DIRECTION
Change "black beret" to "dark beret" in the part of the items that opens with the line containing "Tag a single point on each instance of the man in" and closes at the end of the items. Give only that part, with nothing else altered.

INFORMATION PROVIDED
* start *

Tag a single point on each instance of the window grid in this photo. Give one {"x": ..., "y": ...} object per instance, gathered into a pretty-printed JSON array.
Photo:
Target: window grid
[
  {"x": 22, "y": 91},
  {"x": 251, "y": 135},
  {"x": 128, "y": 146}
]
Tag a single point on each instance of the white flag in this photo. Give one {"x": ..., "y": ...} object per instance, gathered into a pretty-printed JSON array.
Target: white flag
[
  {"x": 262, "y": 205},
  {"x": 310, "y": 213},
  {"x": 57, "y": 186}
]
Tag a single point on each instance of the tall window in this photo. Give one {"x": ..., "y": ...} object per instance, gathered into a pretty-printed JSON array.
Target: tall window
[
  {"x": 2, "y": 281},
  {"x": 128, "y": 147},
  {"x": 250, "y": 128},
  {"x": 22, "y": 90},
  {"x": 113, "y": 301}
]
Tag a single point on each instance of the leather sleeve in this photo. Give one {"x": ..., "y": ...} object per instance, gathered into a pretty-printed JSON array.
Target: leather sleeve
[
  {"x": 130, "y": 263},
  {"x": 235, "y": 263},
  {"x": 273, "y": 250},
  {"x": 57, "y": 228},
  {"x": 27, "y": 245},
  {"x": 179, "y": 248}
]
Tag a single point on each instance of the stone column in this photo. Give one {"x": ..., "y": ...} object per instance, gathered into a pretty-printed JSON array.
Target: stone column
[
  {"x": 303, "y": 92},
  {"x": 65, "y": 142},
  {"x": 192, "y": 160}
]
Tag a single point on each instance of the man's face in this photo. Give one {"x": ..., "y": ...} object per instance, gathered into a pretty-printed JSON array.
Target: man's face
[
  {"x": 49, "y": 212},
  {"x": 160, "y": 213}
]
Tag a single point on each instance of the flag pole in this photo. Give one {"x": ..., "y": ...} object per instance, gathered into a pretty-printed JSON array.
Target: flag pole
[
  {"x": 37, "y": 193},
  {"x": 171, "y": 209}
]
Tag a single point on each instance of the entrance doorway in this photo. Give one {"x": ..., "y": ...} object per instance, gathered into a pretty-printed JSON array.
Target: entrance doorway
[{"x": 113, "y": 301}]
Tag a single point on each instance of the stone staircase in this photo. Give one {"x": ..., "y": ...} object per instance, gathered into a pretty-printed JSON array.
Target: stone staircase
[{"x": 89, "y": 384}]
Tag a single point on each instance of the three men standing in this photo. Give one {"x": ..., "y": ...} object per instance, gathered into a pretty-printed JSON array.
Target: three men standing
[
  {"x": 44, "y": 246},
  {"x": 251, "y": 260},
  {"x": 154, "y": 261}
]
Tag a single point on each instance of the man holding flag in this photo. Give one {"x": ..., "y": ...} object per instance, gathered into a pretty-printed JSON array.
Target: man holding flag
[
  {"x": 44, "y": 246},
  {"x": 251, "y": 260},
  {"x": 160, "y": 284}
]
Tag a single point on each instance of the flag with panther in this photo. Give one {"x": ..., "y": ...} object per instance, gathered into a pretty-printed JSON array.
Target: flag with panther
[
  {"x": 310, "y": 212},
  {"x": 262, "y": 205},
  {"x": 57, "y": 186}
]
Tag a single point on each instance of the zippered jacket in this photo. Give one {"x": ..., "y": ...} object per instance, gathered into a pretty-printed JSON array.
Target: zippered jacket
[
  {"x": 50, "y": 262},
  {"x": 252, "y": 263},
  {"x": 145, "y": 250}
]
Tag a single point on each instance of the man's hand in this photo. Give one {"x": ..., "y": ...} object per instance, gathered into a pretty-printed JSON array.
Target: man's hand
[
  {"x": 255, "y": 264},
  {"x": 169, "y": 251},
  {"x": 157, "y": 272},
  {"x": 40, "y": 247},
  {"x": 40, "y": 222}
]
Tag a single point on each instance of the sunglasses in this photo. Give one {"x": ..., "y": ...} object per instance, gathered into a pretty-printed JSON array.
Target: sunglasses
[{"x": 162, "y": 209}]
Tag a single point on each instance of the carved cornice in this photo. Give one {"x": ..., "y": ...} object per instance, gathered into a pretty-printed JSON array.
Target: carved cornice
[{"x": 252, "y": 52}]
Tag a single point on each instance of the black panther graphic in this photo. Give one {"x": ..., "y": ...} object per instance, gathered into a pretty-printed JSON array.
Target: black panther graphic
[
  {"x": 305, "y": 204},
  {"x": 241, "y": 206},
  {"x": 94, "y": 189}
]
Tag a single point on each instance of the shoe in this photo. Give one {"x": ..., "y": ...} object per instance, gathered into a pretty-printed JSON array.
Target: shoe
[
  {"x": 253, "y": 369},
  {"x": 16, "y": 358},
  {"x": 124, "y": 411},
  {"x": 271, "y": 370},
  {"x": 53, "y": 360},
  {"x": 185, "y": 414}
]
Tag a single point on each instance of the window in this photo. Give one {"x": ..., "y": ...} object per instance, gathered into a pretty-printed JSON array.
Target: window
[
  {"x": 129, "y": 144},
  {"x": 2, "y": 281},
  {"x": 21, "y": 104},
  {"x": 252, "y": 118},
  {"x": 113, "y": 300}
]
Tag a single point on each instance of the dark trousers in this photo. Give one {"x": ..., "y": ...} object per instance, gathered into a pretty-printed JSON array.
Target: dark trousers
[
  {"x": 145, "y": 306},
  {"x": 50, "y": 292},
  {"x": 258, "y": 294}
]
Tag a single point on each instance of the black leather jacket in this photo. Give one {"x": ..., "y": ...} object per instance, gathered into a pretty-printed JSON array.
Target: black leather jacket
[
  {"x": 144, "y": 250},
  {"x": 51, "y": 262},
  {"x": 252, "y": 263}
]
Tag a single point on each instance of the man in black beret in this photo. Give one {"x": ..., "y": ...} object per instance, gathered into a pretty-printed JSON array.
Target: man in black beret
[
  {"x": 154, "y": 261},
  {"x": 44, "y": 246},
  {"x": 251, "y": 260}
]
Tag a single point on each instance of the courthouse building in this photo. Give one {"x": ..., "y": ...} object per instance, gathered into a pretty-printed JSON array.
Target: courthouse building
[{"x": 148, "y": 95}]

* end *

SOLUTION FOR THIS PROBLEM
Tag a single point on each instance of the man in dark beret in this photo. Give one {"x": ..., "y": ...} object per instance, gathered into a pretty-printed JSON array.
Target: man in dark beret
[
  {"x": 154, "y": 261},
  {"x": 44, "y": 246},
  {"x": 251, "y": 260}
]
Tag a single point on each instance of the courthouse building in this photo. Give one {"x": ..., "y": ...} object per instance, gathered into a pretty-printed JSON array.
Target: courthouse building
[{"x": 148, "y": 95}]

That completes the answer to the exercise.